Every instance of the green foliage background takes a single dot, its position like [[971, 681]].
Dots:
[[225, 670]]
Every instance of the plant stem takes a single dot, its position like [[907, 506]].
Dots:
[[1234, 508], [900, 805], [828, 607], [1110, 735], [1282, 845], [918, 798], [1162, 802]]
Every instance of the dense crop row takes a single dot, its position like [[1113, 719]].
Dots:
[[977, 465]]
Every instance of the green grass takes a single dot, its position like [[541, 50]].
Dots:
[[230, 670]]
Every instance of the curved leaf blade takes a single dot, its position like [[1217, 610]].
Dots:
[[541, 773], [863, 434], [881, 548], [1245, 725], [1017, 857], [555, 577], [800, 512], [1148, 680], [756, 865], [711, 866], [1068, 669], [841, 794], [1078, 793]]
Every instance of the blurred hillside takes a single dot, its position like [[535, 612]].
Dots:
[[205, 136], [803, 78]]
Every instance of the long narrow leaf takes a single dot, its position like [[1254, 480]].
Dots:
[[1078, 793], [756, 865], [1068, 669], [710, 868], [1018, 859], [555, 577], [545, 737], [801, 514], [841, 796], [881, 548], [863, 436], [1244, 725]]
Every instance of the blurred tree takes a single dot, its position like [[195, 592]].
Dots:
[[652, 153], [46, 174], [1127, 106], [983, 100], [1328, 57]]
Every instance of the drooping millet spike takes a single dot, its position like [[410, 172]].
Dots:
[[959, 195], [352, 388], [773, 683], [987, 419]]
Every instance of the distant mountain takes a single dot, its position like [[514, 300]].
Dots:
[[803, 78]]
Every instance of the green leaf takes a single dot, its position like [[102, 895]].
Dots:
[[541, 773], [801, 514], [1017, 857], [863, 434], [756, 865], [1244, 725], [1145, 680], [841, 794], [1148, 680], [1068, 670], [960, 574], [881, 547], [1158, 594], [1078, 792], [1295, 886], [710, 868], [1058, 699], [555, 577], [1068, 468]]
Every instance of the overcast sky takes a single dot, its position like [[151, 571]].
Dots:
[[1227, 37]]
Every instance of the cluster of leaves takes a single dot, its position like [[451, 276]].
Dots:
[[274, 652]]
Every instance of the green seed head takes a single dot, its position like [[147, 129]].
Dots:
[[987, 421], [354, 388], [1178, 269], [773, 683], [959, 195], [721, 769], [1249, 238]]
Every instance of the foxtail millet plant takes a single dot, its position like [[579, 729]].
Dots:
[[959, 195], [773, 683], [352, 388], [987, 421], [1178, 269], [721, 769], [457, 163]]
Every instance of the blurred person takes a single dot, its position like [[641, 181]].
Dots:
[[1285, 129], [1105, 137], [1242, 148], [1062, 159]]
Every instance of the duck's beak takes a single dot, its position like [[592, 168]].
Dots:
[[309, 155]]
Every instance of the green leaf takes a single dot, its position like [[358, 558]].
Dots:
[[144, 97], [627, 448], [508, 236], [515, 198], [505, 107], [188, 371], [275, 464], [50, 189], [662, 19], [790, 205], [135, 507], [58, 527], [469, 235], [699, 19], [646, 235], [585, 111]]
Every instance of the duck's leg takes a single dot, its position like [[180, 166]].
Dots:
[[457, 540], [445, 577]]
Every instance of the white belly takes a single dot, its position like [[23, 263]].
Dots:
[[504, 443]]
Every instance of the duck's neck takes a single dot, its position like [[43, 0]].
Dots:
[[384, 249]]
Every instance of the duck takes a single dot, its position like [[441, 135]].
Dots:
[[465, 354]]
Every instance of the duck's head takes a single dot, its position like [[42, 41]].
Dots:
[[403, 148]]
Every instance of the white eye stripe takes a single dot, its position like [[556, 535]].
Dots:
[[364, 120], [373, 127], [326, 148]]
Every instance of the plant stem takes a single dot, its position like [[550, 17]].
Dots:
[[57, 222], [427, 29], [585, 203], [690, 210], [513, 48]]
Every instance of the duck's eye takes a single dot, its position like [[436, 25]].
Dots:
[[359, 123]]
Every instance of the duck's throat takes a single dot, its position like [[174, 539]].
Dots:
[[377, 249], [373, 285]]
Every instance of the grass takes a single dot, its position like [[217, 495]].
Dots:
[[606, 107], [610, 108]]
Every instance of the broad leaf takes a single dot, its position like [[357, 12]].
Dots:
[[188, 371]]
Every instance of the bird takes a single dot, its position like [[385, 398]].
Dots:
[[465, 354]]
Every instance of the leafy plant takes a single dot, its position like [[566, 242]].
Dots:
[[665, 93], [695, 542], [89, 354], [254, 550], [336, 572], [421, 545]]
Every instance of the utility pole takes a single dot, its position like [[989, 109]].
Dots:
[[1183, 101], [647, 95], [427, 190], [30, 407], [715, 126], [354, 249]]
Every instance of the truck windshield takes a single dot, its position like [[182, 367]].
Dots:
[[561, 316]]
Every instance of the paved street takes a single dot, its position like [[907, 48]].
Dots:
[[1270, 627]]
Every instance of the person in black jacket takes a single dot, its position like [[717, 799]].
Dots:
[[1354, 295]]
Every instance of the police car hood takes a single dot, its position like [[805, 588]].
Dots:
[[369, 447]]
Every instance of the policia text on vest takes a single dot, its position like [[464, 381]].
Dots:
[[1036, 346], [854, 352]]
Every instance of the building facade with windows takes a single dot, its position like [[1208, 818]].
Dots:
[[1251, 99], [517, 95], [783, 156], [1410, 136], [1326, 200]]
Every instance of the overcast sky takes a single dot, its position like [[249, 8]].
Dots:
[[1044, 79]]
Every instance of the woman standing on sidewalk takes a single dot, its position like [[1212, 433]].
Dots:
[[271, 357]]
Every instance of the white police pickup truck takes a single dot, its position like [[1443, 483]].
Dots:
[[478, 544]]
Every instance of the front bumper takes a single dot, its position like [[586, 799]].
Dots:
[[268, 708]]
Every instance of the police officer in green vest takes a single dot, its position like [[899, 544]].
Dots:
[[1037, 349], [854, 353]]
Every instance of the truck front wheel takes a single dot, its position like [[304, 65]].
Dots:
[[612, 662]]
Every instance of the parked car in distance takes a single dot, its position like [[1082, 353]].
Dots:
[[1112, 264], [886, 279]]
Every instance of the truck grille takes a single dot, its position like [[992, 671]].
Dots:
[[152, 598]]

### What the task requires:
Write out everything from the start of the items above down to the line containing "[[205, 136], [803, 78]]", shifting every coordinate in the answers by -25 and leaving every other line unchanged.

### Solution to this exercise:
Every instance of the green foliage background takes a single dot, its position like [[971, 681]].
Dots:
[[200, 645]]
Every instance of the plant stem takes a single dot, its position like [[907, 506]].
Dots:
[[1209, 483], [875, 780], [803, 582], [1085, 710], [1257, 820], [893, 773], [1137, 777]]
Every instance of the dense crop row takes a single dot, its position like [[1113, 719]].
Dots:
[[952, 440]]
Every instance of the green grass takes a single dot, its position like [[541, 50]].
Dots:
[[205, 645]]
Every instance of the curved leaf blade takes a single dot, its position like [[1217, 610]].
Dots:
[[516, 748], [838, 409], [856, 523], [1220, 700], [992, 832], [530, 552], [775, 487], [1123, 655], [731, 840], [686, 841], [1043, 644], [816, 769], [1053, 768]]
Every instance of the blurred hillside takes a single dot, its position like [[535, 612]].
Dots:
[[180, 111], [778, 53]]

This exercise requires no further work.